> _Given instruction A_:
According to the Women in Horror Month post, what have studies shown about women?
> _Given instruction B_:
Resume the Women in Horror Month post after its final sentence.

> _Quoted text_:
February Is Women in Horror Month. Do you love reading horror? Are you drawn to dark thrillers as you peruse the aisles of you favorite bookstore, be it a physical or a virtual one?

If not, why? Too unsettling? I understand. I’ve worked with people who claim to dislike horror and avoid it, but those same people were ones who refused to be interrupted during an episode of Sleepy Hollow. Like any other genre, horror has its levels of intensity. You may not be interested in the gore fest of splatterpunk, but you delight in the little creeping chill that’s the hallmark of Gothic.

Horror is about controlling the fear in our lives.

As women we have specific fears—ones men may not have as they walk through life. Studies have shown women to be more likely victims of theft and violence because criminals see us as easier targets.

Have you ever walked to your car thinking you’re alone, when suddenly the sound of another set of footsteps joins the click of your own? Or have you been at home and heard an unfamiliar creak or groan? You stiffen, but then laugh it off. It’s the house settling. Of course it is.

The alternative is unthinkable.

Image outline annotation entries
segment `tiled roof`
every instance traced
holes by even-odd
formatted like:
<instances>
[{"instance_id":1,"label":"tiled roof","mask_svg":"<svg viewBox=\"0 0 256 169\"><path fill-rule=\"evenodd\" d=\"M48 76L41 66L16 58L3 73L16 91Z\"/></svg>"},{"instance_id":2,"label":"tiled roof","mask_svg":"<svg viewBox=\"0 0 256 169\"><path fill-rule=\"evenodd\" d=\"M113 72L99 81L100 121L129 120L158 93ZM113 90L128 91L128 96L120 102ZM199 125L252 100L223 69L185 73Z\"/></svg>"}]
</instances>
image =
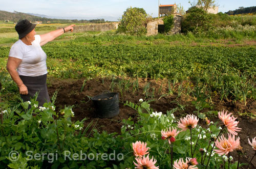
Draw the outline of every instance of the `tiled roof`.
<instances>
[{"instance_id":1,"label":"tiled roof","mask_svg":"<svg viewBox=\"0 0 256 169\"><path fill-rule=\"evenodd\" d=\"M173 7L174 6L174 4L173 5L159 5L160 7Z\"/></svg>"}]
</instances>

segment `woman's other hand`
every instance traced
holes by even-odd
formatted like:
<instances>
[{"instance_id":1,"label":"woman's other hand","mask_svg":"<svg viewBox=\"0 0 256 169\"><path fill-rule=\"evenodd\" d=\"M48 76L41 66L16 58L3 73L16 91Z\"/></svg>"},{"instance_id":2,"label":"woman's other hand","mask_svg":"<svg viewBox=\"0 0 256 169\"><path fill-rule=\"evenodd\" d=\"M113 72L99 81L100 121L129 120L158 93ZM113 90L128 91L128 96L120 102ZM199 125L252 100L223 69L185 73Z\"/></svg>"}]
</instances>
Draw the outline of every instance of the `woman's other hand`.
<instances>
[{"instance_id":1,"label":"woman's other hand","mask_svg":"<svg viewBox=\"0 0 256 169\"><path fill-rule=\"evenodd\" d=\"M27 95L29 94L29 92L28 91L28 88L25 86L25 84L23 84L20 86L18 87L19 89L19 94L24 95Z\"/></svg>"},{"instance_id":2,"label":"woman's other hand","mask_svg":"<svg viewBox=\"0 0 256 169\"><path fill-rule=\"evenodd\" d=\"M73 32L73 31L74 30L74 26L75 26L75 24L72 24L65 27L64 30L65 30L65 32L69 32L69 31L71 31L71 32Z\"/></svg>"}]
</instances>

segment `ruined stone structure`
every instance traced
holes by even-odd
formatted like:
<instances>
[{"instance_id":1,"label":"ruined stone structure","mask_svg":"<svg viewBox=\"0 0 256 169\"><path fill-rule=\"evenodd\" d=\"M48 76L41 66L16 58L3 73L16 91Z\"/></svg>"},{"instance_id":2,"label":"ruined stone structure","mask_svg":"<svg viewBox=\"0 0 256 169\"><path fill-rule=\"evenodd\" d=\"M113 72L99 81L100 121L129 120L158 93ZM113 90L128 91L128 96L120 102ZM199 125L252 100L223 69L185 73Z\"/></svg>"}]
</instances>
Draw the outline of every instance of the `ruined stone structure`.
<instances>
[{"instance_id":1,"label":"ruined stone structure","mask_svg":"<svg viewBox=\"0 0 256 169\"><path fill-rule=\"evenodd\" d=\"M158 33L164 32L164 24L163 18L157 18L149 21L146 24L147 36L155 35ZM181 31L181 20L182 16L179 14L174 16L174 26L168 34L175 34L180 33Z\"/></svg>"},{"instance_id":2,"label":"ruined stone structure","mask_svg":"<svg viewBox=\"0 0 256 169\"><path fill-rule=\"evenodd\" d=\"M104 32L116 30L119 22L111 22L104 23L94 23L78 25L74 27L74 32L83 32L87 31Z\"/></svg>"},{"instance_id":3,"label":"ruined stone structure","mask_svg":"<svg viewBox=\"0 0 256 169\"><path fill-rule=\"evenodd\" d=\"M160 5L158 8L158 17L177 13L176 4Z\"/></svg>"}]
</instances>

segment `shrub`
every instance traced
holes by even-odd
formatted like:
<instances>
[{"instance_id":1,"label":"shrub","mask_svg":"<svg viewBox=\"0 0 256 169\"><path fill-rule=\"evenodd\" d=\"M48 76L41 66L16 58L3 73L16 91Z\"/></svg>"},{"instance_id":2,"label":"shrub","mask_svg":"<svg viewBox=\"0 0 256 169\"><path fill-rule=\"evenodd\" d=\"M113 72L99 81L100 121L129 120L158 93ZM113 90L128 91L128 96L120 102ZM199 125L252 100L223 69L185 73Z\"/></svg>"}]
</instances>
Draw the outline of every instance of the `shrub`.
<instances>
[{"instance_id":1,"label":"shrub","mask_svg":"<svg viewBox=\"0 0 256 169\"><path fill-rule=\"evenodd\" d=\"M208 30L212 26L212 15L208 14L203 9L191 7L183 19L181 31L198 33Z\"/></svg>"},{"instance_id":2,"label":"shrub","mask_svg":"<svg viewBox=\"0 0 256 169\"><path fill-rule=\"evenodd\" d=\"M147 17L147 14L143 8L127 8L123 13L117 32L131 35L145 34Z\"/></svg>"}]
</instances>

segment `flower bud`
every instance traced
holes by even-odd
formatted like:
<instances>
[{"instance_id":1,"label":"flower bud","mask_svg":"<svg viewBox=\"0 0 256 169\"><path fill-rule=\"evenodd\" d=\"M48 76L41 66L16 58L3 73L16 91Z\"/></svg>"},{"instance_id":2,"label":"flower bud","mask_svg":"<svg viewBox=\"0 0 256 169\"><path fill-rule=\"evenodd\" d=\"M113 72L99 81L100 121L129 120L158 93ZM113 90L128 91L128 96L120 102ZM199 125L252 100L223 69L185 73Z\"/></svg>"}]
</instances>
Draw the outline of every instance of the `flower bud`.
<instances>
[{"instance_id":1,"label":"flower bud","mask_svg":"<svg viewBox=\"0 0 256 169\"><path fill-rule=\"evenodd\" d=\"M174 143L174 142L175 142L176 139L175 139L175 137L171 137L170 138L170 143Z\"/></svg>"},{"instance_id":2,"label":"flower bud","mask_svg":"<svg viewBox=\"0 0 256 169\"><path fill-rule=\"evenodd\" d=\"M197 161L197 159L196 158L192 158L189 162L188 162L188 164L189 165L196 165L198 164L198 162Z\"/></svg>"}]
</instances>

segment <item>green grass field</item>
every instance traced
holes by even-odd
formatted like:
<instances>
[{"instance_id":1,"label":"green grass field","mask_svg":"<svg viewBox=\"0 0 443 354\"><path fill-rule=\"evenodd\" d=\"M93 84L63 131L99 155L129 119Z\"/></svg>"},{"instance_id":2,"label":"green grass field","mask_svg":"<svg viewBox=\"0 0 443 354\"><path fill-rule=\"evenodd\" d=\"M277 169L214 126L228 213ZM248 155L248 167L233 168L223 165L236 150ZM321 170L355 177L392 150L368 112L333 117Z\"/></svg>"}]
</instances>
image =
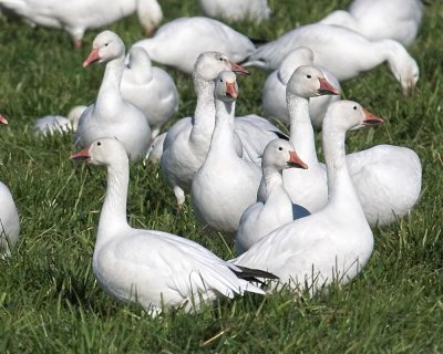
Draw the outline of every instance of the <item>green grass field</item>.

> _Reply A_:
Women are more likely to be victims of theft and violence because criminals see them as easier targets.

> _Reply B_:
But horror—especially the dark fiction written by women—addresses this head on. Women authors give the reader a sense of control in the madness of their dark fiction tales. They create worlds where the heroine moves from victim to victorious. Where her strength and smarts not only matter, they are essential for her survival, and they overshadow the importance society places on appearance.

Great examples of this are: The Forest of Hands and Teeth by Carrie Ryan. This post-apocalyptic story moves seamlessly beauty and horror, forcing a young woman to choose between her village and her future.

Eve’s Requiem: Tales of Women, Mystery, and Horror by Spider Road Press. These thirteen eerie tales by celebrated and emerging writers are stories of complex female characters in peril and their fight for survival. (Added to that, five percent of the proceeds from Eve’s Requiem benefit rape crisis centers and veterans’ charities.)

In addition to creating powerful female characters with agency, women writers are known for building atmosphere into their work. Nowhere is this more evident than in dark fiction circles. Loving attention is paid to setting: the turbulent winds of an encroaching storm, the oppressive blanket-like heat, the scent of roses past their prime. These are touches that mark—no, brand—a horror story as having a woman as its author.

Try Jewell Parker Rhodes’s Season: A Marie Laveau Mystery– a return to the sensual, magical landscape of her highly acclaimed debut, Voodoo Dreams.

Read Daphne Du Maurier’s classic Rebecca and be transported to an isolated gray stone mansion on the windswept Cornish coast, where a young bride witnesses chilling events that become the hallmark of her new life.

These are stories we remember, that make us think. Ones that resonate, sink inside, and shake us to our core.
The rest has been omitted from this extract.